** start STORED ROWS **
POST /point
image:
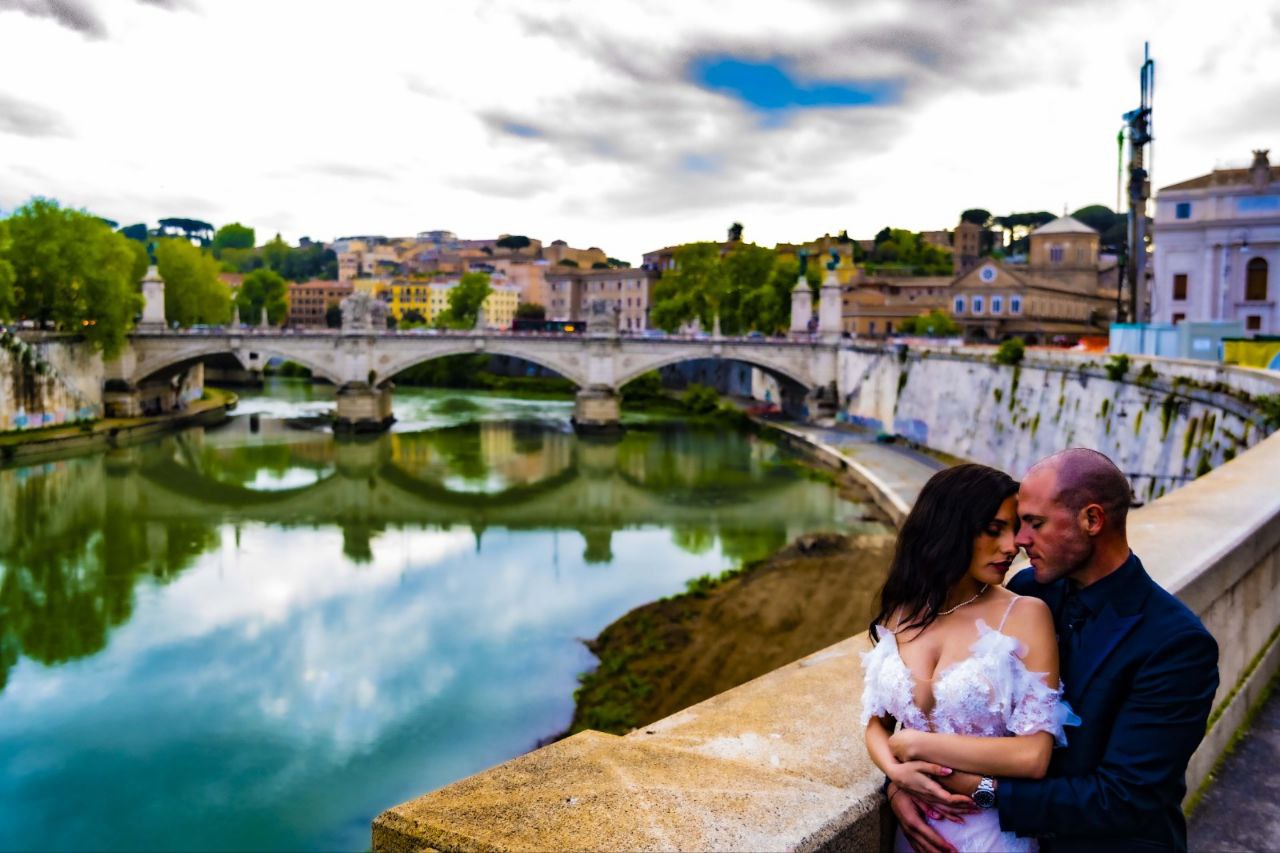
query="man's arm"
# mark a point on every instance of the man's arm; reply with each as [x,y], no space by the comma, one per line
** end STORED ROWS **
** start STORED ROWS **
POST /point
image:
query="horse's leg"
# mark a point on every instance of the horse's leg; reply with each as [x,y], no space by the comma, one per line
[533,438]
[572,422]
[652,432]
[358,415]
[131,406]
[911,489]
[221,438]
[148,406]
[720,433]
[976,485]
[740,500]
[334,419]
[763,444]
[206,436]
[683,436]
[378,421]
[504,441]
** end STORED ROWS **
| INSTRUCTIONS FOR THE TASK |
List every line of the records that contains the word "with".

| THE SOLUTION |
# mark a point on every instance of the man's arm; reply with each as [x,y], no space by the comma, one per line
# mark a point on every instance of the horse's leg; reply with each as [x,y], no space by the comma, one per line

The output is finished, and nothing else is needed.